[begin Data to use]

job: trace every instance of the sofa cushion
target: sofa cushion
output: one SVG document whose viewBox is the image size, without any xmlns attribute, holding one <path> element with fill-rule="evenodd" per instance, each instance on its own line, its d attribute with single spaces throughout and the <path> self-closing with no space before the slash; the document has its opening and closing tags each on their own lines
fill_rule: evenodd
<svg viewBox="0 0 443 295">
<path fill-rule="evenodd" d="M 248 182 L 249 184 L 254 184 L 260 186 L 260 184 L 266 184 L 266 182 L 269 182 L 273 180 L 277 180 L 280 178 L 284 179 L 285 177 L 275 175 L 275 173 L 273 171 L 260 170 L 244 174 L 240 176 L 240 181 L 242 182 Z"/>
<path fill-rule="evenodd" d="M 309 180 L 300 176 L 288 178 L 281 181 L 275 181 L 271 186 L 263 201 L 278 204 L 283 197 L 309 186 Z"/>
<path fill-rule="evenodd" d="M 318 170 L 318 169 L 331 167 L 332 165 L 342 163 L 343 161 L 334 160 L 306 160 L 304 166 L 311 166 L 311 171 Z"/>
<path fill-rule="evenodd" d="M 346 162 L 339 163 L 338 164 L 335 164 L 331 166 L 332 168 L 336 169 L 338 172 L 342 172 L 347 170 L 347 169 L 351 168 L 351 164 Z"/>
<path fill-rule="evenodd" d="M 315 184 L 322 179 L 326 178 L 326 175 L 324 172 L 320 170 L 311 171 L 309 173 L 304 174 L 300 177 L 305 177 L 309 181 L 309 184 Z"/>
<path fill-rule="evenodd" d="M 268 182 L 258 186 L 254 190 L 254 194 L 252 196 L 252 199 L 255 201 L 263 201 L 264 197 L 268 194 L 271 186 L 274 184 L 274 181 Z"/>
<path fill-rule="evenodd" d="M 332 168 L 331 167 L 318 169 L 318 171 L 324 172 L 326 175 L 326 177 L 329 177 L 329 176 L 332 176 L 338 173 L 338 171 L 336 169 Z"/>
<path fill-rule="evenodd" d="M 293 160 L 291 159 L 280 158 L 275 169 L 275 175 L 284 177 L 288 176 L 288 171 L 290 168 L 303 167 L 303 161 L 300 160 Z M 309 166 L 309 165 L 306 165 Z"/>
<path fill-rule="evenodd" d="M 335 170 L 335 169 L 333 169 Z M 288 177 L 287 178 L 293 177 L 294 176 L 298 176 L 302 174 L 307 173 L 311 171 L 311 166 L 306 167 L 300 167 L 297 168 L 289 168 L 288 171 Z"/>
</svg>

[end Data to use]

#### Task requirements
Reproduce the records above with every occurrence of "sofa cushion" replaced by "couch cushion". Leave everything else unchanged.

#### Result of the task
job: trace every instance of the couch cushion
target: couch cushion
output: one SVG document whose viewBox is the image size, without any xmlns attribute, holding one <path> element with fill-rule="evenodd" per instance, each instance on its own line, its d attribute with single spaces throughout and the <path> self-closing with no space before the slash; the document has its opening and closing tags each on their own lines
fill_rule: evenodd
<svg viewBox="0 0 443 295">
<path fill-rule="evenodd" d="M 248 182 L 249 184 L 254 184 L 260 186 L 260 184 L 266 184 L 266 182 L 269 182 L 273 180 L 277 180 L 280 178 L 284 179 L 285 177 L 275 175 L 275 173 L 273 171 L 260 170 L 244 174 L 240 176 L 240 181 L 242 182 Z"/>
<path fill-rule="evenodd" d="M 309 180 L 300 176 L 288 178 L 281 181 L 275 181 L 271 186 L 263 201 L 278 204 L 283 197 L 309 186 Z"/>
<path fill-rule="evenodd" d="M 318 170 L 318 169 L 331 167 L 332 165 L 342 163 L 343 161 L 334 160 L 306 160 L 304 166 L 311 166 L 311 171 Z"/>
<path fill-rule="evenodd" d="M 346 162 L 339 163 L 338 164 L 335 164 L 331 166 L 332 168 L 336 169 L 338 172 L 342 172 L 347 170 L 347 169 L 351 168 L 351 164 Z"/>
<path fill-rule="evenodd" d="M 315 184 L 322 179 L 326 178 L 326 175 L 324 172 L 320 170 L 311 171 L 309 173 L 304 174 L 300 177 L 305 177 L 309 181 L 309 184 Z"/>
<path fill-rule="evenodd" d="M 268 182 L 258 186 L 254 190 L 254 194 L 252 196 L 252 199 L 255 201 L 263 201 L 264 197 L 268 194 L 271 186 L 274 184 L 274 181 Z"/>
<path fill-rule="evenodd" d="M 332 168 L 331 167 L 318 169 L 318 171 L 324 172 L 326 175 L 326 177 L 329 177 L 329 176 L 332 176 L 338 173 L 338 171 L 336 169 Z"/>
<path fill-rule="evenodd" d="M 293 160 L 291 159 L 280 158 L 275 169 L 275 175 L 284 177 L 288 176 L 288 171 L 290 168 L 303 167 L 303 161 L 300 160 Z M 309 166 L 309 165 L 306 165 Z"/>
<path fill-rule="evenodd" d="M 335 170 L 335 169 L 333 169 Z M 288 177 L 287 178 L 293 177 L 294 176 L 298 176 L 302 174 L 307 173 L 311 171 L 311 166 L 306 167 L 300 167 L 297 168 L 289 168 L 288 171 Z"/>
</svg>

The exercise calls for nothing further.